SOURCE >>

------------

NAB CEO on the economy, simplification, and the future of banking

  • Customers

NAB CEO Ross McEwan has expressed optimism about the state of the economy during a wide-ranging discussion at the ABA/TTBC Economic Forecast 2024 event, while also noting the need to reduce red tape to better support the growth of small businesses in Australia.

  • 26.02.2024
  • Time to read 1 min read


NAB CEO Ross McEwan has expressed optimism about the state of the economy, while also noting the need to reduce red tape to better support the growth of small businesses in Australia.

In a wide-ranging discussion at the Australian Banking Association and Trans-Tasman Business Circle ‘Economic Forecast 2024’ event in Sydney, Mr McEwan said both the Australian and New Zealand economies had been resilient amid challenging conditions.

Read NAB CEO Ross McEwan’s full speech here

“The economies of both countries have stood up pretty well, and individuals have stood up, I think very well,” he said.

“Full employment helps. When you are running unemployment levels at 4, 4.1 per cent, those are amazingly good levels, which keeps money in people’s pockets and helps them manage to pay their mortgage.”

Mr McEwan said he remains optimistic the economy will improve by the end of 2024.

“We’ll see how the tax changes go and when interest rates start coming back,” he said.

“But [the economy] is very resilient and I think will continue to be. And we’ll be in okay shape the rest of the year.”

Supporting customers

Mr McEwan said he had been struck by just how resilient customers had been through the slower economic conditions.

“People want to be good with their money. You should never work from the base that people are trying to avoid paying – 99.9% are not,” he said.

“Our 30, 60, 90-day arrears have ticked up, and it showed through in our quarterly results this week. But the vast majority of our [arrears rates] are still below 2019 levels where we started.

------------

GIVEN INFORMATION >>
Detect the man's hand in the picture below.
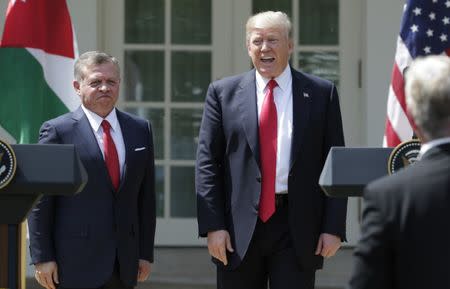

------------

TASK LIST >>
[a] According to the article on NAB's CEO, what unemployment levels did Ross McEwan call "amazingly good"?
[b] Continue the article on NAB's CEO from the point where it stops.

RESPONSES TO THE EXERCISE >>
[a] Unemployment levels of 4 to 4.1 per cent.

[b]
“[Customers] are making decisions. They just need certainty and as soon as they get certainty, they get on with life.

“So I’ve been pleasantly surprised, but there’s still a way to go in the next 12 months to see how it all plays out.”

He thanked organisations providing support to people struggling to make ends meet.

“You talk to the Salvation Army and some of those amazing groups – they are desperate to help because [some people are] really struggling.”

With the recent boost to NAB Assist of an additional 700 colleagues, Mr McEwan said there was help available to customers who need it.


Mr McEwan said urgent action should be taken to reduce red tape so businesses could operate more efficiently and effectively.

He said it was a significant issue across the banking sector, especially for smaller operators.

“We’ve got to be very careful, if we want these banks there, to make sure we don’t overburden them with the regulation and the requirements of running a bank, and the obligations of running a bank as well,” he said.

“Some of our smaller banks, that [we] sit around the table with, you can see their faces going ‘what now, I’m just trying to keep up with the last change you made that was pushed on us’.

“It’s a delicate situation of how much regulation do we push through to keep things in the right shape and do the right thing, and how much is it a real burden.”

Transformation of banking

Mr McEwan also discussed the changing landscape of banking and how cash circulation would change into the future, noting it was unlikely Australia would become a cashless society.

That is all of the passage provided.